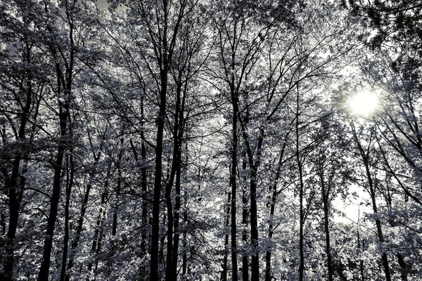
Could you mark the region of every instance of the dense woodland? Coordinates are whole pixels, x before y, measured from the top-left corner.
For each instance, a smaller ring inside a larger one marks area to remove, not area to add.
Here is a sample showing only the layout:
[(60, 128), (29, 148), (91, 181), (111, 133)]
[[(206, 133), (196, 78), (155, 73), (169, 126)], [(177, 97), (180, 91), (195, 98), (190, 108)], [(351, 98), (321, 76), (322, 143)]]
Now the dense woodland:
[(0, 280), (422, 280), (421, 63), (420, 1), (1, 0)]

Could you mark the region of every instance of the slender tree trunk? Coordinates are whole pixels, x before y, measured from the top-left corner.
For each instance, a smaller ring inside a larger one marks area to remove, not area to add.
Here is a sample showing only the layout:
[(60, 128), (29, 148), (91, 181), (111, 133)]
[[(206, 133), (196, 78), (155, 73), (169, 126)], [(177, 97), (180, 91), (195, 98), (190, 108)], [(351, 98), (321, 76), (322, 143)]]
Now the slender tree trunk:
[(53, 248), (53, 235), (54, 234), (54, 226), (57, 218), (57, 209), (60, 198), (61, 169), (65, 149), (65, 146), (63, 145), (59, 145), (57, 159), (56, 160), (53, 195), (51, 195), (50, 213), (47, 221), (47, 231), (44, 240), (42, 262), (41, 263), (41, 268), (39, 269), (39, 273), (38, 273), (38, 281), (47, 281), (49, 280), (50, 259), (51, 257), (51, 249)]
[(120, 148), (122, 148), (122, 150), (119, 152), (119, 156), (117, 157), (117, 184), (116, 186), (116, 198), (113, 214), (113, 226), (111, 228), (111, 235), (113, 236), (115, 236), (117, 231), (117, 211), (119, 209), (119, 200), (120, 197), (120, 190), (122, 188), (122, 171), (120, 169), (120, 164), (122, 163), (122, 157), (123, 157), (122, 148), (124, 140), (123, 138), (120, 139)]
[(2, 278), (5, 281), (12, 281), (13, 274), (13, 263), (15, 262), (14, 244), (18, 229), (18, 221), (19, 219), (19, 202), (17, 197), (18, 177), (19, 176), (19, 166), (21, 156), (16, 155), (13, 161), (12, 174), (8, 184), (7, 192), (9, 200), (9, 220), (8, 229), (7, 231), (7, 239), (5, 245), (5, 257), (3, 264), (4, 273)]
[[(230, 186), (231, 186), (231, 178), (230, 178)], [(227, 195), (227, 210), (226, 211), (226, 218), (224, 219), (224, 226), (226, 228), (230, 223), (230, 207), (231, 204), (231, 192), (229, 192)], [(222, 265), (222, 274), (220, 276), (221, 281), (227, 281), (227, 260), (229, 258), (229, 233), (226, 233), (224, 238), (224, 251), (223, 255), (223, 264)]]
[(299, 281), (303, 281), (304, 273), (305, 273), (305, 254), (304, 254), (304, 245), (303, 245), (303, 225), (305, 223), (305, 213), (303, 209), (303, 173), (302, 166), (302, 160), (300, 159), (300, 150), (299, 148), (299, 86), (297, 86), (297, 97), (296, 97), (296, 124), (295, 124), (295, 133), (296, 133), (296, 162), (298, 163), (298, 168), (299, 169), (299, 202), (300, 202), (300, 210), (299, 210), (299, 255), (300, 255), (300, 263), (299, 263)]
[(81, 213), (79, 214), (79, 220), (77, 222), (77, 226), (75, 233), (75, 237), (72, 240), (71, 251), (69, 256), (69, 262), (68, 263), (68, 270), (66, 270), (65, 281), (70, 280), (70, 273), (73, 268), (73, 262), (75, 255), (75, 251), (79, 245), (79, 238), (82, 233), (84, 226), (84, 219), (85, 218), (85, 211), (87, 210), (87, 205), (88, 204), (88, 200), (89, 198), (89, 192), (91, 190), (91, 185), (89, 183), (87, 185), (87, 190), (85, 190), (85, 195), (84, 195), (84, 200), (82, 201), (82, 205), (81, 207)]
[[(243, 152), (243, 161), (242, 163), (242, 169), (246, 171), (246, 152)], [(243, 242), (243, 251), (242, 253), (242, 280), (249, 280), (249, 261), (248, 254), (248, 225), (249, 224), (249, 208), (248, 207), (248, 195), (246, 192), (247, 178), (246, 176), (243, 177), (243, 187), (242, 188), (242, 241)]]
[[(70, 171), (69, 171), (70, 165)], [(60, 281), (64, 281), (66, 275), (66, 266), (68, 263), (68, 250), (69, 245), (69, 204), (70, 195), (72, 193), (72, 185), (73, 185), (73, 177), (75, 174), (75, 165), (73, 156), (66, 155), (66, 202), (65, 203), (65, 235), (63, 237), (63, 254), (62, 259), (61, 271)]]
[(177, 261), (179, 258), (179, 235), (180, 230), (179, 229), (179, 223), (180, 219), (180, 185), (181, 185), (181, 153), (180, 151), (180, 147), (177, 152), (177, 162), (179, 163), (179, 165), (176, 171), (176, 183), (175, 183), (175, 191), (176, 191), (176, 198), (174, 202), (174, 241), (173, 241), (173, 257), (172, 261), (172, 281), (176, 281), (177, 280)]
[(250, 244), (252, 259), (250, 263), (251, 280), (260, 280), (260, 251), (258, 244), (258, 214), (257, 208), (257, 167), (250, 171)]
[[(283, 157), (284, 157), (284, 150), (287, 144), (287, 138), (290, 134), (290, 131), (286, 133), (285, 140), (283, 143), (283, 147), (281, 148), (281, 152), (280, 152), (280, 157), (279, 158), (279, 164), (277, 166), (277, 171), (274, 181), (272, 185), (269, 188), (269, 191), (271, 192), (271, 204), (269, 207), (269, 224), (268, 226), (268, 239), (269, 241), (272, 241), (272, 237), (274, 233), (274, 225), (273, 218), (274, 216), (274, 211), (276, 209), (276, 200), (277, 198), (277, 183), (280, 178), (280, 172), (281, 170), (281, 164), (283, 163)], [(271, 274), (271, 250), (269, 249), (265, 253), (265, 281), (271, 281), (272, 275)]]
[[(371, 170), (369, 169), (369, 150), (366, 152), (365, 150), (362, 148), (356, 133), (356, 129), (354, 128), (354, 124), (352, 122), (352, 131), (353, 133), (353, 137), (354, 138), (354, 140), (357, 145), (357, 148), (359, 150), (359, 154), (362, 157), (362, 160), (364, 162), (364, 164), (365, 166), (365, 171), (366, 173), (366, 177), (368, 179), (368, 184), (369, 185), (369, 195), (371, 195), (371, 200), (372, 203), (372, 209), (374, 214), (378, 214), (377, 205), (376, 205), (376, 194), (375, 192), (376, 186), (374, 185), (373, 180), (372, 179), (372, 176), (371, 174)], [(385, 242), (384, 236), (383, 235), (383, 229), (381, 228), (381, 221), (379, 218), (375, 219), (375, 224), (376, 226), (376, 230), (378, 237), (378, 241), (380, 243), (383, 244)], [(383, 267), (384, 268), (384, 273), (385, 273), (385, 280), (391, 281), (391, 274), (390, 273), (390, 266), (388, 265), (388, 258), (387, 256), (387, 253), (383, 252), (381, 256), (381, 261), (383, 262)]]
[[(28, 63), (31, 63), (30, 60), (30, 48), (26, 45), (27, 52), (25, 54), (25, 57)], [(33, 105), (32, 103), (32, 87), (31, 81), (29, 79), (27, 82), (27, 89), (26, 89), (26, 100), (25, 107), (22, 112), (22, 119), (20, 121), (20, 125), (19, 126), (19, 131), (18, 133), (18, 138), (19, 140), (23, 140), (25, 138), (25, 130), (27, 127), (27, 123), (30, 117), (30, 112), (31, 111), (31, 106)], [(6, 130), (5, 130), (6, 131)], [(12, 281), (13, 274), (13, 263), (15, 262), (15, 238), (16, 237), (16, 230), (18, 228), (18, 221), (19, 220), (19, 208), (20, 205), (20, 200), (23, 194), (23, 185), (21, 185), (21, 190), (19, 190), (19, 183), (18, 183), (18, 178), (19, 177), (19, 169), (20, 166), (20, 162), (23, 159), (27, 158), (27, 152), (25, 155), (21, 154), (17, 154), (15, 156), (15, 159), (13, 161), (12, 172), (10, 176), (10, 179), (6, 181), (6, 194), (8, 197), (8, 207), (9, 207), (9, 219), (8, 219), (8, 229), (7, 231), (7, 237), (6, 241), (6, 245), (4, 247), (5, 257), (3, 263), (4, 273), (0, 275), (5, 281)], [(2, 214), (3, 215), (3, 214)], [(5, 230), (4, 230), (5, 231)]]
[(237, 166), (237, 146), (238, 146), (238, 136), (237, 136), (237, 112), (238, 108), (238, 97), (234, 93), (234, 89), (231, 90), (231, 102), (233, 103), (233, 123), (232, 123), (232, 146), (231, 146), (231, 270), (232, 280), (238, 280), (238, 263), (237, 263), (237, 226), (236, 226), (236, 166)]
[[(58, 93), (60, 96), (61, 85), (64, 79), (61, 76), (61, 70), (58, 65), (56, 65), (58, 77)], [(71, 73), (70, 70), (70, 73)], [(71, 75), (70, 74), (69, 75)], [(70, 80), (71, 81), (71, 80)], [(60, 139), (57, 152), (57, 158), (54, 164), (54, 176), (53, 180), (53, 194), (50, 200), (50, 213), (47, 220), (47, 230), (44, 240), (44, 251), (41, 268), (38, 273), (38, 281), (47, 281), (49, 280), (49, 270), (50, 269), (50, 259), (51, 257), (51, 249), (53, 248), (53, 235), (54, 234), (54, 226), (57, 218), (57, 209), (60, 199), (61, 185), (61, 171), (63, 163), (65, 152), (66, 151), (66, 137), (68, 136), (68, 118), (69, 117), (69, 103), (70, 94), (70, 81), (68, 81), (67, 88), (64, 89), (67, 100), (63, 103), (59, 100), (59, 120), (60, 129)]]
[[(320, 167), (321, 169), (324, 169)], [(327, 270), (328, 273), (328, 281), (333, 281), (333, 258), (331, 256), (331, 249), (330, 244), (330, 221), (329, 221), (329, 187), (326, 188), (324, 180), (324, 174), (320, 171), (321, 187), (322, 188), (322, 202), (324, 204), (324, 229), (326, 236), (326, 254), (327, 255)]]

Requirement:
In the records, recast the stretch from the line containing "Could you mark the region of every instance of the slender" through the line containing "Now the slender", both included, as a JSON list of strings with one string per line. Omit blank lines.

Task result:
[
  "Could you mark the region of every instance of the slender tree trunk? Coordinates are whole pixels, x before y, measured from the top-left corner.",
  "For each instance, a smaller ring inside a larger one marks area to remove, not area to add.",
  "Here is a sample showing only the layout:",
  "[(60, 128), (29, 148), (91, 181), (111, 133)]",
  "[[(206, 133), (196, 78), (155, 73), (169, 126)], [(177, 97), (180, 91), (195, 98), (190, 108)], [(351, 98), (321, 76), (322, 143)]]",
  "Now the slender tree trunk:"
]